» Reading text:
It is very important that we install the correct diode in the correct location AND that we observe the polarity of these diodes so we do not install them backwards.
D1 is the general purpose 1N4005 diode. This one is black with a white stripe in your kit. It is installed with the stripe pointing down.
D2 is the 3.3V zener diode. This one is red with a black stripe in your kit. This one is installed with the stripe pointing up.
Capacitors
MS-420 uses 3 different capacitors, and uses 2 of each kind - Electrolytic, Ceramic, and Film. Different types of capacitors have different qualities that make them suitable for different tasks within a circuit.
Ceramic Capacitors
These small blue (sometimes orange or yellow) capacitors are bipolar (meaning they do not have a polarity) which makes them well-suited to passing audio signals that alternate between positive and negative voltages (AC or alternating current). They are small, cheap, and are available in sizes up to tens of microfarads, although higher capacities and voltages become more expensive quickly.
These two capacitors are installed at locations C6 and C1, and are both 1uF.
Film Capacitors
Film Capacitors have excellent linearity, meaning they maintain their capacitance across frequency and voltage ranges. This makes them the ideal choice for the frequency-setting capacitors in filters. We are using 680pF capacitors in positions C4 and C5, one for each pole of filtering.
Film capacitors are more expensive than ceramics, and are commonly found in values less than 1uF.
We need to bend the capacitors over, so they sit on top of the resistors. If they stick straight up, they will interfere with the panel once installed. You can either solder them loosely (not right down to the board) and then fold them over, or like I did - fold them over first and then solder.
Electrolytic Capacitors
Electrolytic capacitors are POLARIZED, meaning they work very well in one direction, and will violently EXPLODE in the other. They have a white stripe on one side which indicates the NEGATIVE leg. The printed circuit board has a plus sign (+) indicating the positive leg. C2 and C3 are the electrolytic capacitors.
Electrolytic Capacitors are typically available in values 1uF and up. Although they are polarized, they have extremely low ESR (effective series resistance). This makes them the optimal choice for power supply filtering, where it is desirable for all AC to pass straight through to ground.
Power Switch
One side of this pushbutton has a small triangle on the white square shaft. This triangle needs to line up with the triangle on the SW1 footprint. If you solder this the other way, the MS-420 will be ON when the button is OUT, and OFF when the button is IN. How embarassing.
JACKS AND POTS
The jacks and pots are easy - they can only fit one way around. 3 pots go in the CUTOFF, RES, and INPUT_VOL spots, and the 3 jacks go in the IN, CV1, and OUT spots. Take care to make sure these components are flat against the printed circuit board. I always just solder one pin of each component before checking the fit. Then if it looks good, solder the rest. If it's crooked, just heat that one pin and push the part into position.
ELL EEE DEE
The LED needs to be soldered in the LED1 spot, near the power switch. LEDS ARE POLARIZED DEVICES, so this needs to be soldered the right way around. The LONG leg of the LED is the POSITIVE leg. There is a small plus sign (+) indicating the positive hole in the footprint.
Bad photo, sorry.

» Material provided:
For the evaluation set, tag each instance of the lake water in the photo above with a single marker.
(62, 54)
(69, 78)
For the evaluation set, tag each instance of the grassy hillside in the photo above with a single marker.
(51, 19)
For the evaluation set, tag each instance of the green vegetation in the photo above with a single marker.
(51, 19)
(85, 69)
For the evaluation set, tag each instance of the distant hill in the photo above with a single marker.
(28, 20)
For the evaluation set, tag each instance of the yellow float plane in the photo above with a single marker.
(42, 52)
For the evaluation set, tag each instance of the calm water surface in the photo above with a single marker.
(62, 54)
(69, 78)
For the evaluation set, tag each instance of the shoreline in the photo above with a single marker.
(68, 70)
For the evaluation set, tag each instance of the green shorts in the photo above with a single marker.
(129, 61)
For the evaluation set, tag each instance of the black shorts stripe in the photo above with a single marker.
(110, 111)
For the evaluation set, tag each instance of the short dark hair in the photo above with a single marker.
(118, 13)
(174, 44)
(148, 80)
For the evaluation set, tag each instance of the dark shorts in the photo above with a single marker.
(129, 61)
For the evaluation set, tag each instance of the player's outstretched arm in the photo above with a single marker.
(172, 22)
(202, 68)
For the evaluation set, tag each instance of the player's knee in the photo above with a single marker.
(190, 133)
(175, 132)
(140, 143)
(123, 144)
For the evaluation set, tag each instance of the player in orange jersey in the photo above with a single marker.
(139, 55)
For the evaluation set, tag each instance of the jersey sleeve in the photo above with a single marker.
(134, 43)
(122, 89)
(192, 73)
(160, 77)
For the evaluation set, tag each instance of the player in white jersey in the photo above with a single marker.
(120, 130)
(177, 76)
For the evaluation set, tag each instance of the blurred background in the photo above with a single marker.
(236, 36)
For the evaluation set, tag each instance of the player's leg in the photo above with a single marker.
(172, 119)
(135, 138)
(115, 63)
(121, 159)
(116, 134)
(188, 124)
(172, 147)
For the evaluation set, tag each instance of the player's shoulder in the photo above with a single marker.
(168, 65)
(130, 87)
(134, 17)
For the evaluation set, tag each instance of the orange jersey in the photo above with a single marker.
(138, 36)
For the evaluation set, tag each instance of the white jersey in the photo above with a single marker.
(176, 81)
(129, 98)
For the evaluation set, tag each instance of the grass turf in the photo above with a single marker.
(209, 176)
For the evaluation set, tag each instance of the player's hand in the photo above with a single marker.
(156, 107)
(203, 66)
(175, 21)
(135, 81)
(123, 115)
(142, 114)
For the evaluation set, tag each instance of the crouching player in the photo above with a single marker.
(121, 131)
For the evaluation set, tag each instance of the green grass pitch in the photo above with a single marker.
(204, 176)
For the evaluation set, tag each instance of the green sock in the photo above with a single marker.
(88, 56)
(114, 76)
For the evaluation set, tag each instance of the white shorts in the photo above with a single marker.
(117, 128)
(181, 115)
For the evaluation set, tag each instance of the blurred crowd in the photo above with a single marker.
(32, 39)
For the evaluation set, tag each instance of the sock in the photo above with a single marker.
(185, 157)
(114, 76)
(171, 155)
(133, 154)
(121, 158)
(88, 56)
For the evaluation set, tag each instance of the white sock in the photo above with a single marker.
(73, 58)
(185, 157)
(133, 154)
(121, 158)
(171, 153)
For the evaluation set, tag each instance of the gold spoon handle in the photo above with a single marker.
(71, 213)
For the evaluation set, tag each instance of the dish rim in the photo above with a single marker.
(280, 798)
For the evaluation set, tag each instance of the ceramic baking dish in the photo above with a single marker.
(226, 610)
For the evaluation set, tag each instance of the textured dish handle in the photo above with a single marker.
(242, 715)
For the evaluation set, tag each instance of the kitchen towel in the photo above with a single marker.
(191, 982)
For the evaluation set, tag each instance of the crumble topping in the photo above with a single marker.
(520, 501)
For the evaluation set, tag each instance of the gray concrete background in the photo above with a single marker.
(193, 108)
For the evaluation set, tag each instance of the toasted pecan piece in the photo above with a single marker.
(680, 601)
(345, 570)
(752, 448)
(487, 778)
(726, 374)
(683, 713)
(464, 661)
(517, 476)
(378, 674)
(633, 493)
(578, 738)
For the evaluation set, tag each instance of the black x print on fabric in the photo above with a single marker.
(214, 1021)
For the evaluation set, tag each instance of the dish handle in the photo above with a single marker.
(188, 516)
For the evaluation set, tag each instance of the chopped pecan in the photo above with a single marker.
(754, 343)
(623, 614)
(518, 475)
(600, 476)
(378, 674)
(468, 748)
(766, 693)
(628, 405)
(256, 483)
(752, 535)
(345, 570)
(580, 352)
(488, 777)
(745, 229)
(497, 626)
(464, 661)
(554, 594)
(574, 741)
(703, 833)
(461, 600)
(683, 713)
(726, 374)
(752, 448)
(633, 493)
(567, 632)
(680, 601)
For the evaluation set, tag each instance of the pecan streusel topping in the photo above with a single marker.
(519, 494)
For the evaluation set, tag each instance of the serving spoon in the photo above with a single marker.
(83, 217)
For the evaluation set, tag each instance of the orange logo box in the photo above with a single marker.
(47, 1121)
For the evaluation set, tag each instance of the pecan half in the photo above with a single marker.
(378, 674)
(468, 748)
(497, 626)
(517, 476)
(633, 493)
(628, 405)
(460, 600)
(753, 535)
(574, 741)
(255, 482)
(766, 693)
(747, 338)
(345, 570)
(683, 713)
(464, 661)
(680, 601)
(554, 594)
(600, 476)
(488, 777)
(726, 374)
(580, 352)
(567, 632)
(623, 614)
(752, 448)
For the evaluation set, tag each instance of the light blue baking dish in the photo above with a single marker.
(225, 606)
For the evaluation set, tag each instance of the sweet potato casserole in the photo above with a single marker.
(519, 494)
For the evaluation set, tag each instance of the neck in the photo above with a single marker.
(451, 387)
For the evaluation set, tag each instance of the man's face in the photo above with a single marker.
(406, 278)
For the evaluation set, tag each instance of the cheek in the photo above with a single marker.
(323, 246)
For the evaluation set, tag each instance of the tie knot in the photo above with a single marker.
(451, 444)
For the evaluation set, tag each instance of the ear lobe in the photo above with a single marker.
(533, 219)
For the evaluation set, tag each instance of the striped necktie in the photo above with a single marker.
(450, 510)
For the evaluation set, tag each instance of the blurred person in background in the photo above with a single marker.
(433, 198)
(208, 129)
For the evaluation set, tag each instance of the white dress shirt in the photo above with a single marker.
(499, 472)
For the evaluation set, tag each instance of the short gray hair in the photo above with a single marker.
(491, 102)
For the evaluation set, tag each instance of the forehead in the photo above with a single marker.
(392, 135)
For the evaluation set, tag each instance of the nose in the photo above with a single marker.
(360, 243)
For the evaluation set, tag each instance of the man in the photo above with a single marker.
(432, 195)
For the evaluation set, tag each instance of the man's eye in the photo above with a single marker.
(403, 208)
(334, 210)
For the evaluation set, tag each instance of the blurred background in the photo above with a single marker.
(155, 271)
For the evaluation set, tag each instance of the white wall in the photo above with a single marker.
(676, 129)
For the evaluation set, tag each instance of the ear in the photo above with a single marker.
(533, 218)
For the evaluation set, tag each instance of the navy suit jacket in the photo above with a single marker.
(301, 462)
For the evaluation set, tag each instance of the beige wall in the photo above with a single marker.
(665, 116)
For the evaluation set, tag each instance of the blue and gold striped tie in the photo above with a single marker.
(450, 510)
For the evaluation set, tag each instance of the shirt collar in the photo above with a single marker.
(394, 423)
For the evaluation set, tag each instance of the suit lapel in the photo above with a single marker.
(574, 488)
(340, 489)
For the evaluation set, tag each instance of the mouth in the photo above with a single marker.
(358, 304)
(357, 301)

» Problem requirements:
Continue the MS-420 assembly guide from the point where it stops.

» Output for this exercise:
Now we can discuss the HEIGHT of the LED. It needs to sit off of the printed circuit board substantially, so that it will fit through the hold in the top panel. You can use the top panel as a guide to find the optimal height, HOWEVER - the panel will actually be about 1mm above the top of the pots and jacks, so give it a bit more height than I did here. Fit one nut on either a pot or a jack to keep the panel in place while you solder the LED.
I recommend just soldering one leg, and testing again. Then you can reflow that leg and move the LED up or down before soldering the other leg.
9V Battery Clip
The red lead goes to the + spot, and the black lead goes to the - spot.
TEST TEST TEST
At this point you can connect a 9V battery and test your filter! Feed any signal (line level, guitar, or eurorack) into the input and patch the output to an amplifier, audio interface, synthesizer input, or guitar pedal. Turn up the CUTOFF and you should hear your filter functioning. Cranking INPUT_VOL should increase the signal amplitude, perhaps even overdriving if the input signal is hot enough. The RES control should introduce resonance to your filter, and even cause it to self-oscillate.
If any of these are not functioning correctly, check your solders!
CASE ASSEMBLY
Start by screwing the PCB down to the bottom plate. Insert the M3 x 16 screws in from the bottom and screw down the 4mm standoffs. Finger tight only. Plce the PCB over the standoffs and thread the M3 nuts down, again just finger tight.
Attach your battery before assemnbling the sides. The laser-cut pieces have a protective film which needs to be peeled off. Then the pieces can be inserted into the slots on the bottom plate, with the rounded feet sticking down through the bottom.
The battery wires need to be arranged in a way that they are not on top of the jacks, nuts, power switch or LED.
At this point the top panel can be placed, and nuts can be put on the jacks and pots. The pots get a washer too.
These should be tightened down gently with pliers or sockets - 8mm and 10mm.
All that's left is fitting the knobs and signing your name.
SCHEMATIC
How Does it Work?
The MS-20 filter, on which MS-420 is based on uses OTAs - Operational Transconductance Amplifiers. These are kinda like op-amps, except they have a "gain" control via a current input pin, and their outputs are a current output, rather than a voltage output. Because they have a current output that is proportional to the gain setting, they fulfill a function of the elusive "Variable Resistor".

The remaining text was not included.